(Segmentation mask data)
=======

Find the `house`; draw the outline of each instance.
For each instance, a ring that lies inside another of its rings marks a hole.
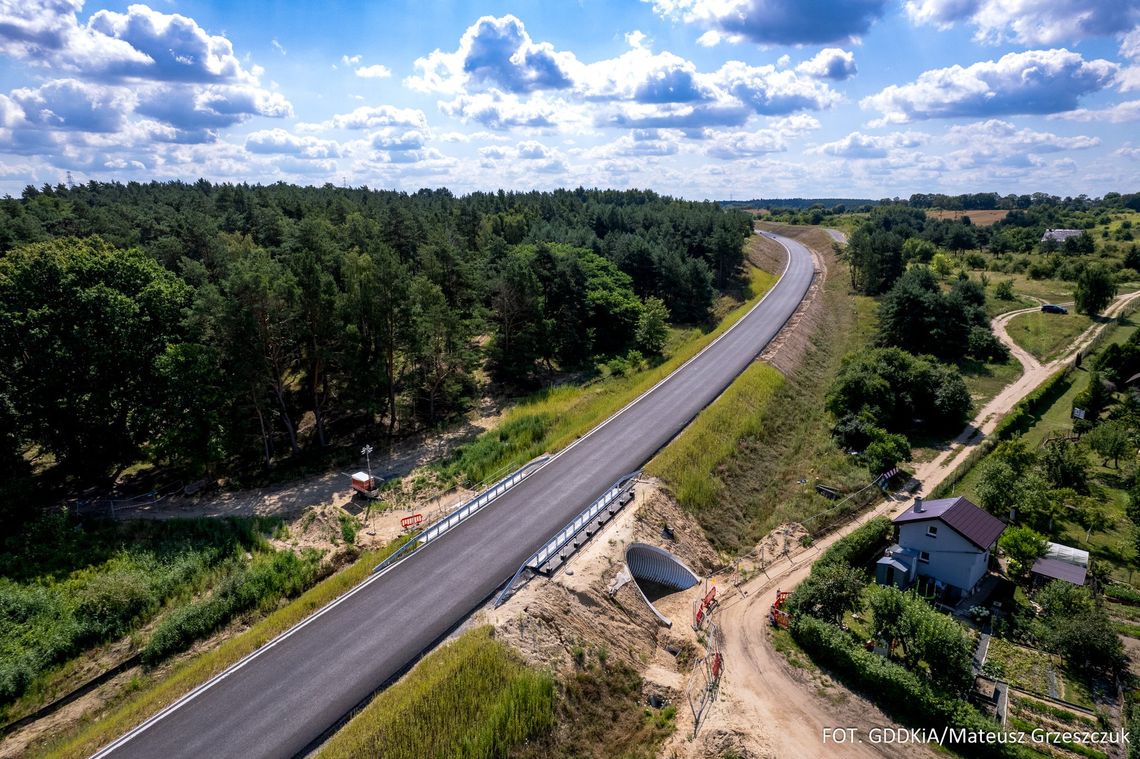
[[[1046,229],[1045,234],[1041,235],[1041,242],[1048,242],[1053,240],[1055,242],[1064,242],[1070,237],[1079,237],[1085,233],[1083,229]]]
[[[990,553],[1005,523],[961,496],[914,499],[894,519],[898,538],[875,566],[880,585],[909,586],[926,577],[951,595],[965,595],[989,570]]]
[[[1046,543],[1045,555],[1033,562],[1033,569],[1029,572],[1035,585],[1053,580],[1084,585],[1088,573],[1089,552],[1060,543]]]

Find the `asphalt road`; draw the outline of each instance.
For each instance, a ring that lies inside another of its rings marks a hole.
[[[291,757],[490,596],[550,535],[641,467],[764,349],[811,284],[789,251],[767,297],[698,356],[461,527],[97,756]]]

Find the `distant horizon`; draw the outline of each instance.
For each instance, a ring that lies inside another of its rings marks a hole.
[[[286,180],[274,180],[274,181],[270,181],[270,182],[245,182],[245,181],[218,182],[218,181],[206,179],[205,177],[197,177],[195,179],[179,179],[179,178],[151,179],[151,180],[134,179],[134,180],[126,180],[126,181],[115,180],[115,179],[99,179],[99,180],[93,180],[93,181],[100,182],[100,183],[106,183],[106,184],[118,183],[118,184],[122,184],[122,185],[129,184],[130,182],[139,182],[142,184],[147,184],[150,182],[157,182],[157,183],[172,183],[172,184],[182,183],[184,185],[194,185],[194,184],[197,184],[198,182],[205,181],[205,182],[209,182],[211,184],[211,186],[214,186],[214,187],[221,187],[221,186],[236,187],[236,186],[241,186],[241,185],[247,185],[250,187],[268,187],[268,186],[272,186],[274,184],[282,184],[283,183],[283,184],[290,186],[290,187],[308,187],[308,188],[315,188],[315,189],[320,189],[321,187],[331,185],[333,187],[333,189],[338,189],[338,190],[346,190],[346,191],[363,190],[363,191],[367,191],[367,192],[397,192],[397,193],[403,193],[403,194],[407,194],[407,195],[414,195],[417,192],[446,191],[446,192],[449,192],[456,197],[465,197],[468,195],[477,195],[477,194],[494,195],[494,194],[500,193],[500,192],[525,194],[525,193],[530,193],[530,192],[574,192],[574,191],[580,190],[580,189],[586,190],[586,191],[599,191],[599,192],[612,190],[612,191],[617,191],[617,192],[651,192],[651,193],[654,193],[654,194],[659,195],[661,197],[671,197],[671,198],[674,198],[677,200],[686,200],[686,201],[709,202],[709,203],[715,203],[718,205],[747,206],[747,205],[752,205],[752,204],[770,205],[770,204],[774,204],[774,203],[782,203],[782,202],[792,203],[792,202],[794,202],[796,204],[796,206],[805,207],[805,208],[807,207],[807,205],[816,204],[816,203],[824,204],[825,206],[827,204],[830,204],[831,206],[836,206],[836,205],[846,205],[846,204],[852,204],[852,203],[879,204],[879,203],[883,203],[886,201],[909,202],[910,199],[912,197],[914,197],[915,195],[933,195],[933,196],[945,196],[947,198],[961,198],[961,197],[968,196],[968,195],[996,194],[996,195],[998,195],[999,200],[1001,200],[1001,199],[1005,199],[1005,198],[1008,198],[1011,196],[1021,197],[1021,196],[1034,196],[1034,195],[1039,195],[1039,194],[1045,194],[1045,195],[1048,195],[1050,197],[1057,198],[1057,199],[1061,200],[1062,202],[1075,200],[1075,199],[1080,197],[1080,195],[1056,195],[1054,193],[1044,193],[1044,192],[1039,191],[1039,190],[1035,190],[1032,192],[1017,192],[1017,193],[1004,193],[1004,194],[995,193],[992,190],[974,190],[974,191],[965,191],[965,192],[961,192],[961,193],[938,193],[938,192],[922,192],[922,191],[919,191],[919,192],[910,193],[906,196],[893,195],[893,196],[882,196],[882,197],[878,197],[878,198],[854,198],[854,197],[847,198],[847,197],[835,197],[835,196],[825,196],[825,195],[820,195],[820,196],[795,195],[795,196],[772,197],[772,198],[756,197],[756,198],[747,198],[747,199],[732,199],[732,198],[686,198],[684,196],[676,195],[674,193],[659,190],[659,189],[656,189],[653,187],[612,188],[612,187],[588,187],[588,186],[584,186],[584,185],[576,185],[573,187],[571,187],[571,186],[550,187],[550,188],[546,188],[546,189],[542,189],[542,190],[511,189],[511,188],[507,188],[507,187],[496,187],[493,189],[475,188],[475,189],[467,190],[464,192],[455,192],[455,191],[451,190],[450,188],[448,188],[446,185],[438,186],[438,187],[418,187],[415,189],[398,190],[398,189],[392,189],[392,188],[386,188],[386,187],[369,187],[366,184],[364,184],[364,185],[336,185],[336,184],[326,182],[322,185],[314,185],[314,184],[304,184],[304,183],[298,183],[298,182],[289,182]],[[55,183],[47,183],[47,184],[50,186],[50,188],[53,192],[58,190],[59,188],[72,189],[72,188],[68,187],[66,181],[55,182]],[[85,182],[79,183],[79,182],[75,182],[74,180],[72,181],[72,185],[73,185],[74,189],[79,189],[81,184],[86,184],[86,183]],[[33,187],[37,192],[42,192],[43,187],[44,187],[43,185],[40,185],[40,186],[25,185],[24,189],[20,190],[20,192],[18,192],[18,193],[7,192],[3,197],[19,198],[23,194],[24,190],[27,189],[27,187],[29,187],[29,186]],[[1102,200],[1105,195],[1110,195],[1113,193],[1118,194],[1118,195],[1140,194],[1140,188],[1138,188],[1135,192],[1129,191],[1129,190],[1123,190],[1123,191],[1122,190],[1108,190],[1104,193],[1104,195],[1086,196],[1086,197],[1088,198],[1088,200],[1090,202],[1098,202],[1098,201]],[[807,205],[805,205],[805,204],[807,204]],[[939,206],[931,206],[931,207],[932,208],[939,208]],[[944,210],[954,210],[954,209],[944,209]],[[975,208],[975,207],[969,207],[969,208],[964,207],[960,210],[983,210],[983,209]]]
[[[1140,0],[155,6],[0,10],[0,194],[1140,186]]]

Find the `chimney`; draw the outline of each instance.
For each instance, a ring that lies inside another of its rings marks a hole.
[[[923,512],[923,510],[924,509],[922,508],[922,496],[920,496],[920,495],[915,496],[915,498],[914,498],[914,513],[915,514],[921,514]]]

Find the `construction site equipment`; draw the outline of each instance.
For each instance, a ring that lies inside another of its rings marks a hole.
[[[376,500],[380,497],[380,483],[367,472],[352,475],[352,489],[365,498]]]
[[[777,590],[776,603],[768,610],[768,621],[772,623],[773,627],[782,627],[785,630],[791,624],[792,617],[783,608],[784,602],[788,600],[788,596],[792,594],[790,590]]]
[[[404,517],[400,520],[400,527],[407,530],[410,527],[419,527],[424,523],[423,514],[412,514],[410,517]]]
[[[701,629],[701,623],[708,617],[709,612],[712,611],[713,605],[716,603],[716,586],[713,585],[709,588],[709,592],[705,593],[704,598],[701,599],[697,605],[697,611],[693,615],[693,629]]]

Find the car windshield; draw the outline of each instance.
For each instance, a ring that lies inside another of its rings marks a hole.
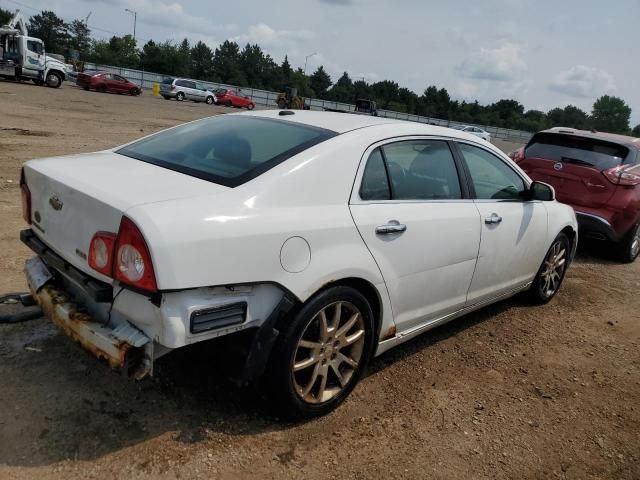
[[[454,130],[464,130],[465,128],[467,128],[466,125],[454,125],[451,128],[453,128]]]
[[[335,135],[283,120],[219,115],[160,132],[117,153],[236,187]]]
[[[629,154],[623,145],[557,133],[538,133],[525,149],[526,157],[584,165],[598,170],[620,165]]]
[[[173,78],[165,78],[162,83],[165,85],[171,85],[173,83]]]

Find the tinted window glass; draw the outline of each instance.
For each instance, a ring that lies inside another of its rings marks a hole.
[[[126,80],[124,79],[124,77],[121,77],[120,75],[114,75],[113,76],[114,80],[118,80],[119,82],[126,82]]]
[[[446,142],[416,140],[383,147],[394,200],[462,198],[453,155]]]
[[[184,81],[184,80],[177,80],[177,81],[176,81],[176,85],[177,85],[178,87],[188,87],[187,82],[186,82],[186,81]]]
[[[460,149],[471,174],[476,197],[492,200],[521,200],[524,180],[503,160],[482,148],[461,143]]]
[[[171,85],[173,83],[173,78],[165,78],[162,83],[165,85]]]
[[[335,135],[282,120],[220,115],[161,132],[117,153],[234,187]]]
[[[195,82],[184,82],[184,83],[186,83],[186,85],[185,85],[186,87],[189,87],[189,88],[196,88],[196,84],[195,84]]]
[[[620,165],[628,154],[629,150],[622,145],[557,133],[538,133],[525,149],[526,157],[585,165],[598,170]]]
[[[367,160],[360,187],[362,200],[389,200],[389,181],[380,149],[376,148]]]
[[[27,49],[37,53],[39,55],[42,54],[42,44],[40,42],[34,42],[33,40],[27,40]]]

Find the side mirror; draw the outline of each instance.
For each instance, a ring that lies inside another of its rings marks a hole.
[[[552,202],[556,199],[556,191],[548,183],[534,181],[529,187],[529,198],[531,200]]]

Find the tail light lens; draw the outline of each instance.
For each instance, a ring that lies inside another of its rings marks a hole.
[[[145,290],[156,292],[156,276],[147,243],[135,223],[122,217],[115,242],[113,278]]]
[[[639,165],[618,165],[602,172],[615,185],[633,186],[640,184]]]
[[[98,232],[89,246],[89,266],[103,275],[111,276],[116,236],[110,232]]]
[[[22,196],[22,218],[31,225],[31,191],[24,178],[24,168],[20,171],[20,194]]]

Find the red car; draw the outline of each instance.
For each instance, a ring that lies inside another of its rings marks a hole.
[[[140,87],[135,83],[115,73],[107,72],[78,73],[76,85],[85,90],[95,90],[96,92],[128,93],[129,95],[142,93]]]
[[[638,257],[640,139],[556,127],[536,133],[512,157],[574,208],[581,235],[615,243],[624,262]]]
[[[253,110],[256,103],[250,97],[241,96],[230,88],[219,88],[213,92],[216,96],[216,104],[226,107],[247,108]]]

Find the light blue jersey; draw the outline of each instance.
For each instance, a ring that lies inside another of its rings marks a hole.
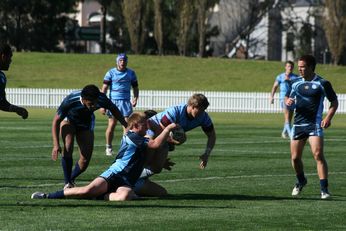
[[[279,87],[280,87],[280,93],[279,93],[280,100],[283,100],[285,98],[286,92],[289,89],[289,84],[290,84],[289,82],[292,82],[299,77],[298,75],[291,73],[288,76],[290,81],[287,81],[285,80],[285,76],[286,76],[286,73],[281,73],[275,79],[275,81],[279,84]]]
[[[11,105],[6,99],[6,83],[6,76],[2,71],[0,71],[0,110],[4,111],[8,111]]]
[[[109,179],[116,175],[121,177],[127,185],[133,186],[143,171],[147,147],[148,138],[128,131],[121,140],[119,153],[114,163],[100,176]]]
[[[109,86],[111,100],[130,100],[131,86],[138,86],[136,73],[129,68],[125,71],[119,71],[117,68],[110,69],[103,78],[103,83]]]
[[[213,122],[207,112],[201,113],[197,118],[190,118],[187,114],[187,104],[180,104],[170,107],[163,112],[160,112],[149,119],[150,122],[164,126],[170,123],[179,124],[185,132],[201,126],[204,131],[213,129]]]

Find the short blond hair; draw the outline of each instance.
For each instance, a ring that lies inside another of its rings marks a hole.
[[[208,102],[207,97],[205,97],[205,95],[199,94],[199,93],[193,94],[189,98],[189,101],[187,102],[187,104],[189,106],[197,107],[197,108],[200,108],[203,110],[207,109],[209,106],[209,102]]]
[[[136,124],[141,122],[145,122],[147,120],[147,116],[143,112],[133,112],[127,121],[128,129],[132,129]]]

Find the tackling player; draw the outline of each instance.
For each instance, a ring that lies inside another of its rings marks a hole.
[[[56,160],[62,151],[61,165],[64,171],[65,187],[74,187],[74,180],[84,172],[94,149],[94,111],[106,108],[120,123],[127,123],[119,109],[95,85],[87,85],[82,90],[72,92],[61,103],[52,122],[52,159]],[[59,134],[64,147],[61,150]],[[79,146],[79,160],[72,171],[74,137]]]

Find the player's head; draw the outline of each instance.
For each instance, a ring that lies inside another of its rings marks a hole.
[[[99,96],[100,90],[93,84],[86,85],[81,92],[82,102],[89,110],[96,107]]]
[[[196,93],[189,98],[187,104],[192,107],[206,110],[209,106],[209,101],[205,95]]]
[[[150,109],[150,110],[144,111],[144,114],[146,115],[147,119],[149,119],[150,117],[153,117],[154,115],[156,115],[157,111]]]
[[[124,70],[127,66],[127,55],[125,53],[120,53],[117,56],[116,62],[117,62],[117,67],[120,71]]]
[[[7,71],[12,62],[12,49],[8,44],[0,44],[0,70]]]
[[[132,113],[127,120],[127,128],[145,136],[148,129],[146,114],[144,112]]]
[[[307,67],[310,67],[312,69],[312,71],[315,71],[316,68],[316,59],[314,56],[312,55],[303,55],[298,59],[299,61],[303,61],[305,62]]]

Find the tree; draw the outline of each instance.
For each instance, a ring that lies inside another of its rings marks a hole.
[[[188,48],[190,27],[194,17],[194,6],[189,0],[179,0],[179,20],[177,45],[179,54],[185,56]]]
[[[0,1],[1,40],[17,50],[58,51],[67,14],[75,12],[77,1]]]
[[[163,19],[162,19],[162,0],[154,0],[154,36],[159,55],[163,55]]]
[[[324,29],[333,55],[334,64],[340,64],[346,49],[346,1],[326,0]]]

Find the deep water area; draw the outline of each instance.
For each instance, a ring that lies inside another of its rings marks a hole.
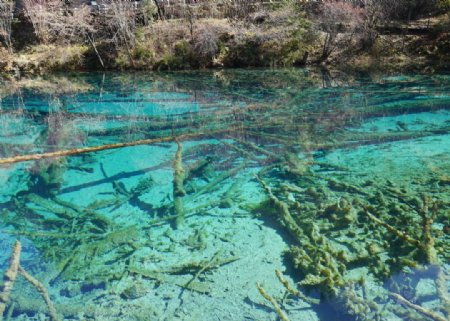
[[[449,74],[0,82],[4,320],[445,321],[449,232]]]

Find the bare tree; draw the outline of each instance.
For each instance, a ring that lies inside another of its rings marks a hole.
[[[362,22],[362,10],[349,2],[326,0],[319,13],[320,29],[326,33],[319,61],[325,61],[336,49],[339,33],[353,35]]]
[[[60,40],[79,41],[95,31],[91,9],[88,6],[65,10],[61,25],[64,29],[59,34]]]
[[[60,0],[23,0],[23,5],[36,36],[44,44],[79,41],[93,31],[87,6],[69,10]]]
[[[196,28],[193,47],[196,55],[200,58],[201,66],[206,66],[213,61],[219,51],[220,30],[212,25],[201,24]]]
[[[12,50],[11,26],[13,11],[13,2],[0,2],[0,39],[9,51]]]
[[[194,25],[197,20],[195,8],[190,4],[184,5],[184,17],[189,25],[189,34],[191,36],[191,43],[194,42]]]
[[[60,1],[24,0],[24,13],[33,25],[34,33],[43,43],[48,43],[52,38],[54,20],[60,9]]]
[[[361,28],[362,49],[369,49],[378,37],[377,27],[384,20],[383,4],[379,0],[360,0],[363,9]]]
[[[261,9],[258,1],[248,0],[224,0],[226,16],[231,19],[244,19],[258,9]]]
[[[133,3],[111,0],[106,24],[116,48],[124,47],[131,64],[134,66],[132,49],[136,43],[136,8]]]

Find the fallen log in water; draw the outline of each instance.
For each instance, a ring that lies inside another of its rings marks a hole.
[[[175,159],[173,161],[173,207],[175,214],[177,215],[175,225],[180,227],[184,222],[184,208],[183,208],[183,196],[186,195],[184,190],[184,180],[186,178],[186,172],[183,168],[183,145],[176,140],[178,149],[175,153]]]
[[[155,143],[171,142],[174,140],[185,140],[185,139],[191,139],[191,138],[196,138],[196,137],[200,137],[200,136],[224,133],[224,132],[228,132],[228,131],[232,131],[232,130],[233,130],[233,128],[228,128],[228,129],[221,129],[221,130],[210,131],[210,132],[205,132],[205,133],[195,133],[195,134],[185,134],[185,135],[179,135],[179,136],[141,139],[141,140],[126,142],[126,143],[106,144],[106,145],[100,145],[100,146],[67,149],[67,150],[61,150],[61,151],[56,151],[56,152],[7,157],[7,158],[0,159],[0,165],[20,163],[20,162],[26,162],[26,161],[31,161],[31,160],[40,160],[40,159],[44,159],[44,158],[72,156],[72,155],[92,153],[92,152],[98,152],[98,151],[102,151],[102,150],[118,149],[118,148],[137,146],[137,145],[149,145],[149,144],[155,144]]]

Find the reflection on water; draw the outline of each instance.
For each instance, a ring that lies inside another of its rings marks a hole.
[[[1,165],[0,267],[19,240],[41,285],[8,274],[0,308],[447,320],[449,92],[447,75],[308,70],[4,83],[2,158],[153,141]]]

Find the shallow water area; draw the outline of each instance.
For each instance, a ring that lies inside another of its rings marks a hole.
[[[19,269],[5,319],[450,317],[449,75],[1,85],[0,270],[50,299]]]

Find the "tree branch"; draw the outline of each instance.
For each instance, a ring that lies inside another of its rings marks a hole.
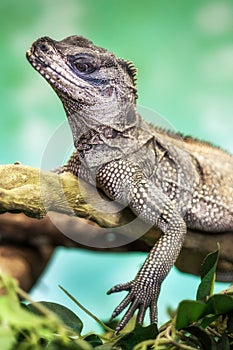
[[[58,175],[20,164],[0,166],[0,212],[4,248],[0,250],[0,268],[8,266],[7,271],[26,289],[40,275],[57,245],[149,251],[161,234],[140,220],[134,222],[135,216],[128,208],[122,210],[118,203],[70,173]],[[123,243],[107,247],[112,228],[118,228],[114,234]],[[138,230],[146,233],[135,240]],[[189,230],[177,267],[198,274],[201,261],[216,248],[217,242],[221,245],[219,270],[231,272],[232,232],[207,234]],[[21,265],[17,263],[22,266],[17,276],[13,256],[21,261]]]

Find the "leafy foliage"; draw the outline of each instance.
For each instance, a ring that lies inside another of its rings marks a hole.
[[[206,300],[213,293],[215,271],[218,263],[218,249],[207,255],[201,268],[201,283],[197,289],[197,300]]]
[[[4,350],[166,350],[232,349],[233,288],[213,295],[218,252],[205,259],[197,300],[184,300],[176,315],[159,330],[155,324],[136,325],[115,334],[108,325],[63,291],[105,330],[103,335],[82,335],[83,323],[65,306],[32,302],[12,278],[0,275],[0,349]],[[27,303],[21,303],[18,296]]]

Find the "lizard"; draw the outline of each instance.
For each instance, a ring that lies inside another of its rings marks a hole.
[[[142,324],[149,310],[157,323],[160,288],[187,228],[233,229],[233,157],[144,121],[134,64],[82,36],[39,38],[26,55],[60,98],[72,131],[75,151],[58,173],[97,186],[162,232],[135,278],[107,292],[128,292],[112,313],[126,309],[117,333],[135,313]]]

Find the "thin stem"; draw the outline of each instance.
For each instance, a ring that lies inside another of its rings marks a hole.
[[[73,297],[65,288],[59,285],[59,288],[76,304],[78,307],[83,310],[87,315],[89,315],[91,318],[93,318],[97,323],[99,323],[106,331],[114,333],[114,330],[110,327],[108,327],[106,324],[104,324],[98,317],[96,317],[92,312],[87,310],[77,299]]]

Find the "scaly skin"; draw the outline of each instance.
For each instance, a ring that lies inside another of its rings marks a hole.
[[[128,295],[112,317],[129,308],[119,332],[138,309],[157,322],[162,281],[176,261],[187,227],[233,229],[233,158],[219,148],[148,125],[136,112],[136,70],[89,40],[38,39],[28,60],[61,99],[76,151],[70,171],[128,205],[162,235],[135,279],[109,294]]]

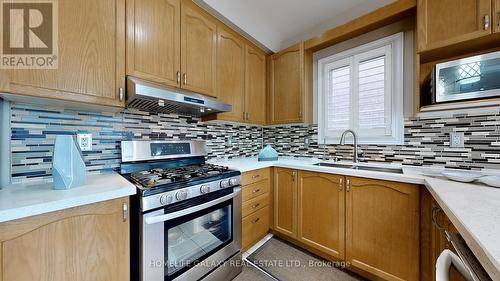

=======

§ WORK INSTRUCTIONS
Copy out the lines above from the line containing "Find the tree;" through the line containing "Find the fallen", exactly, and keep the pictures out.

§ EXERCISE OUTPUT
Find the tree; draw the outline of each instance.
For each instance, a ring that lies inside another of its rings marks a hole.
[[[188,48],[190,27],[194,17],[194,6],[189,0],[179,0],[179,20],[177,45],[179,54],[185,56]]]
[[[0,1],[1,40],[17,50],[58,51],[67,14],[75,12],[77,1]]]
[[[163,19],[162,19],[162,0],[154,0],[154,36],[159,55],[163,55]]]
[[[324,29],[333,55],[334,64],[340,64],[346,49],[346,1],[326,0]]]

Find the deep water area; draw the outline of each instance.
For each instance, a ring that lies inside another of its rings marks a hole.
[[[449,74],[0,82],[4,320],[445,321],[449,232]]]

Find the bare tree; draw the outline of each instance.
For each instance, a ring that lies inside another of its rings marks a hole.
[[[362,22],[362,10],[349,2],[326,0],[319,13],[320,29],[326,33],[319,61],[325,61],[336,49],[339,33],[353,35]]]
[[[60,40],[79,41],[95,31],[91,9],[88,6],[65,10],[61,25],[64,29],[59,34]]]
[[[60,0],[23,0],[23,5],[36,36],[44,44],[79,41],[93,31],[87,6],[69,10]]]
[[[196,28],[193,47],[196,55],[200,58],[201,66],[206,66],[213,61],[219,51],[220,30],[212,25],[201,24]]]
[[[12,50],[11,26],[13,11],[13,2],[0,2],[0,39],[9,51]]]
[[[194,25],[197,20],[195,8],[190,4],[184,5],[184,17],[189,25],[189,34],[191,36],[191,43],[194,42]]]
[[[60,1],[24,0],[24,13],[33,25],[34,33],[43,43],[48,43],[52,38],[54,20],[60,9]]]
[[[361,28],[362,49],[369,49],[378,37],[377,27],[384,20],[383,4],[379,0],[360,0],[363,9]]]
[[[261,9],[258,1],[248,0],[224,0],[226,16],[231,19],[244,19],[258,9]]]
[[[133,3],[111,0],[106,24],[116,48],[124,47],[131,64],[134,66],[132,49],[136,43],[136,8]]]

Find the fallen log in water; draw the outline of each instance.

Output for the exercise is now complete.